Set task: Leave out the pictures and transcribe everything else exactly.

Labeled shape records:
......

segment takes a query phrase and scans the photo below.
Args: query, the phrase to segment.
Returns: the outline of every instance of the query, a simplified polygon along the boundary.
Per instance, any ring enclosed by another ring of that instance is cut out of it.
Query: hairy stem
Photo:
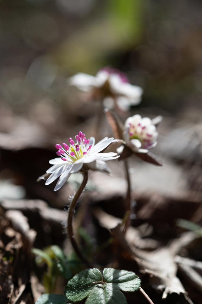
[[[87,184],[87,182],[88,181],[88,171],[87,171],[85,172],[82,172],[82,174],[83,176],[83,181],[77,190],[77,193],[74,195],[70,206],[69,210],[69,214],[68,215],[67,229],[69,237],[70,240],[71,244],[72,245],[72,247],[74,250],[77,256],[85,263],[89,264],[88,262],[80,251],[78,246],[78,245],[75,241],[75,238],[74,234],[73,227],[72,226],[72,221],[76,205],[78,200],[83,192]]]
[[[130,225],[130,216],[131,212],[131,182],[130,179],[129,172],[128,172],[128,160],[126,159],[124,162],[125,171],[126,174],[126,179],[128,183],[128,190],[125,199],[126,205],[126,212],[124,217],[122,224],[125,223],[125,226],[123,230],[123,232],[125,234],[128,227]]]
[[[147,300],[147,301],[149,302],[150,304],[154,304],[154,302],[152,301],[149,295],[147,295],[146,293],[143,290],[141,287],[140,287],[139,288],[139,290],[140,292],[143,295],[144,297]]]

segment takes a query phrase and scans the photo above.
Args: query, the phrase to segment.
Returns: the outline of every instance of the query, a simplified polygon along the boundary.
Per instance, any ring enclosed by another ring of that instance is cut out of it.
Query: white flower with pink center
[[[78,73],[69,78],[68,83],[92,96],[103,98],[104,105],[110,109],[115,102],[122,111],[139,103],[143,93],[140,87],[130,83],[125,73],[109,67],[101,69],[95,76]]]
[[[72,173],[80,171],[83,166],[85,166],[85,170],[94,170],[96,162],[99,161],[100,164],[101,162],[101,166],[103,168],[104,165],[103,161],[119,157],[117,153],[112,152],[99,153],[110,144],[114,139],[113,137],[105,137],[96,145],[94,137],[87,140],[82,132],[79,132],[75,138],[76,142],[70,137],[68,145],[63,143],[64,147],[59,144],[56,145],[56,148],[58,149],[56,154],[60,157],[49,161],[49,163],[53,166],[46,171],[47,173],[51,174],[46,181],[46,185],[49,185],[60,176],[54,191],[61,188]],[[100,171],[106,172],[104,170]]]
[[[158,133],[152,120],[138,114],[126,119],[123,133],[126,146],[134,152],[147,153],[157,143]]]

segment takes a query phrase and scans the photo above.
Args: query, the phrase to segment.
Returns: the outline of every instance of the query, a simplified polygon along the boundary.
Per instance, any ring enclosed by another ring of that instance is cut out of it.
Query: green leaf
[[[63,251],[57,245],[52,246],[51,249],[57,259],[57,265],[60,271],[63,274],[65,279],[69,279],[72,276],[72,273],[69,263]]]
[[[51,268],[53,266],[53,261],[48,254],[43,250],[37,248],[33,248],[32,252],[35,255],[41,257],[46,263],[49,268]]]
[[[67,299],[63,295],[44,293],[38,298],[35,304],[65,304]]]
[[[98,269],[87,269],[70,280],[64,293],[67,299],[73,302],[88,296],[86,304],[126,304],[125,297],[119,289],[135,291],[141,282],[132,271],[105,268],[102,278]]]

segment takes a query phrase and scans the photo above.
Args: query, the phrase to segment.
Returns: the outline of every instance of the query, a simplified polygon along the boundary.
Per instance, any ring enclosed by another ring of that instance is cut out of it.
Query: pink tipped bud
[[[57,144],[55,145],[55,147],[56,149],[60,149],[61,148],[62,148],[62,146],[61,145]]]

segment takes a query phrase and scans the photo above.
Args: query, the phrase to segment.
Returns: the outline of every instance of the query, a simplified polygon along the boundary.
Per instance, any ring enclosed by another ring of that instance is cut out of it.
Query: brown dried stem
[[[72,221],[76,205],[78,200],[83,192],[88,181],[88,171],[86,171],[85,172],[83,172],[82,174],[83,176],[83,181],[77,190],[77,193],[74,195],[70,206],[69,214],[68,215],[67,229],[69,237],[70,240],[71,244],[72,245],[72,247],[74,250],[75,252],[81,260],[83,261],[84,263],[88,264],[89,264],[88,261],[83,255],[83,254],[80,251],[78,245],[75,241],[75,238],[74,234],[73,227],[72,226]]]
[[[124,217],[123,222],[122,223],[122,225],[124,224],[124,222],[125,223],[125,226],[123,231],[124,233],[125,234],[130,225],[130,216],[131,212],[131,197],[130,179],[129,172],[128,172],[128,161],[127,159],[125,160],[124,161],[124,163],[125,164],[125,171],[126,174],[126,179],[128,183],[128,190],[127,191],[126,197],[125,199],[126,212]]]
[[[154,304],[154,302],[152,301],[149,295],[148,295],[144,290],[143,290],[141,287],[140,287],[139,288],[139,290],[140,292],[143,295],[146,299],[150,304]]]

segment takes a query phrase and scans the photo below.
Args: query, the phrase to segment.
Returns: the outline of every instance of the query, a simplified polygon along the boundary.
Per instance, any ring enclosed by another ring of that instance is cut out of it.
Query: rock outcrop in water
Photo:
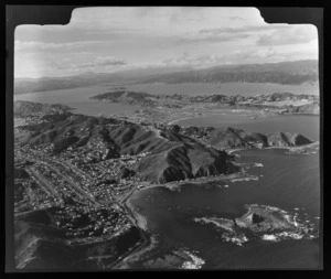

......

Correct output:
segment takes a query phrase and scans the photo below.
Args: query, the phrase to segment.
Returns: the outline of every instance of the query, a simplified polygon along the boundary.
Per instance, any ring enclosed by another ring of that instance is cut out of it.
Query: hairy stem
Photo:
[[[87,184],[87,182],[88,181],[88,171],[87,171],[85,172],[82,172],[82,174],[83,176],[83,181],[77,190],[77,193],[74,195],[70,206],[69,210],[69,214],[68,215],[67,229],[69,237],[70,240],[71,244],[72,245],[72,247],[74,250],[77,256],[85,263],[89,264],[88,262],[80,251],[78,246],[78,245],[75,241],[75,238],[74,234],[73,227],[72,226],[72,221],[76,205],[78,200],[83,192]]]
[[[130,225],[130,216],[131,212],[131,182],[130,179],[129,172],[128,172],[128,160],[126,159],[124,162],[125,171],[126,174],[126,179],[128,183],[128,190],[125,199],[126,205],[126,212],[124,217],[122,224],[125,223],[125,226],[123,230],[123,232],[125,234],[128,227]]]
[[[147,300],[147,301],[149,302],[150,304],[154,304],[154,302],[152,301],[149,295],[147,295],[146,293],[143,290],[141,287],[140,287],[139,288],[139,290],[140,292],[143,295],[144,297]]]

segment takes a query phrase and scans the photo above.
Args: query, the phrase to segment.
Returns: the outline of every instance of the query, a simplified polygon along the boundary.
Per instance, any ring enclosed by another ring of that instance is cut out of it.
Query: white flower with pink center
[[[78,73],[69,78],[68,83],[92,96],[103,98],[104,105],[110,109],[115,102],[122,111],[139,103],[143,93],[140,87],[130,83],[125,73],[109,67],[101,69],[95,76]]]
[[[72,173],[80,171],[83,166],[85,166],[85,170],[94,170],[96,162],[99,161],[100,164],[101,162],[101,166],[103,168],[104,165],[103,161],[119,157],[117,153],[112,152],[99,153],[110,144],[114,139],[113,137],[105,137],[96,145],[94,137],[87,140],[82,132],[79,132],[75,138],[76,142],[70,137],[68,145],[63,143],[64,147],[59,144],[56,145],[56,148],[58,149],[56,154],[60,157],[49,161],[49,163],[53,166],[46,171],[47,173],[51,174],[46,181],[46,185],[49,185],[60,176],[54,191],[61,188]],[[100,171],[106,172],[104,170]]]
[[[158,133],[152,120],[138,114],[126,119],[123,133],[126,146],[134,152],[147,153],[157,143]]]

segment takes a query phrase and scans the photo above.
Args: query, the phrase to segment.
Returns: the outline of every instance of the query, a simplified polygon along the boundary.
Per instance, any ring enclosed by another ring of that instance is cut out of it.
Query: green leaf
[[[63,251],[57,245],[52,246],[51,249],[57,259],[57,265],[60,271],[63,274],[65,279],[69,279],[72,276],[72,273],[69,263]]]
[[[51,268],[53,266],[53,261],[48,254],[43,250],[37,248],[33,248],[32,252],[35,255],[41,257],[46,263],[49,268]]]
[[[67,299],[63,295],[44,293],[38,298],[35,304],[65,304]]]
[[[98,269],[87,269],[70,280],[64,293],[67,299],[73,302],[88,296],[86,304],[126,304],[125,297],[119,289],[135,291],[141,282],[132,271],[105,268],[102,278]]]

segment takes a query phrase and scans the photo above.
Args: query, the phrase to segment.
Returns: the outline of every instance of the query, a simplified polygon along the boundary.
Per instance, any ring enclosed by another ring of that instance is cut out of it.
Query: pink tipped bud
[[[57,144],[55,145],[55,147],[56,149],[60,149],[61,148],[62,148],[62,146],[61,145]]]

segment takes a query phrase and scans the photo above.
Args: query, the phrase to segment.
Returns: the outline of every instance of the query, a simplified polygon along the boundary.
Per instance, any ring enclosed by another ring of that instance is cut out of it.
Query: brown dried stem
[[[72,221],[76,205],[78,200],[83,192],[88,181],[88,171],[86,171],[85,172],[83,172],[82,174],[83,176],[83,181],[77,190],[77,193],[74,195],[70,206],[69,214],[68,215],[67,229],[69,237],[70,240],[71,244],[72,245],[72,247],[74,250],[75,252],[81,260],[83,261],[84,263],[88,264],[89,264],[88,261],[83,255],[83,254],[80,251],[78,245],[75,241],[75,238],[74,234],[73,227],[72,226]]]
[[[124,217],[123,222],[122,223],[122,225],[124,224],[124,222],[125,223],[125,226],[123,231],[124,233],[125,234],[130,225],[130,216],[131,212],[131,197],[130,179],[129,172],[128,172],[128,161],[127,159],[125,160],[124,161],[124,163],[125,164],[125,171],[126,174],[126,179],[128,183],[128,190],[127,191],[126,197],[125,199],[126,212]]]
[[[154,304],[154,302],[152,301],[149,295],[148,295],[144,290],[143,290],[141,287],[140,287],[139,288],[139,290],[140,292],[143,295],[146,299],[150,304]]]

segment takes a query phrase and scans the photo below.
Args: query, the phrase to segment.
Returns: the outline of every instance of the query, a simplified polygon along the boundary.
Per instance, any ring enclosed by another ring of that instance is cut out of it.
Query: rock outcrop in water
Photo:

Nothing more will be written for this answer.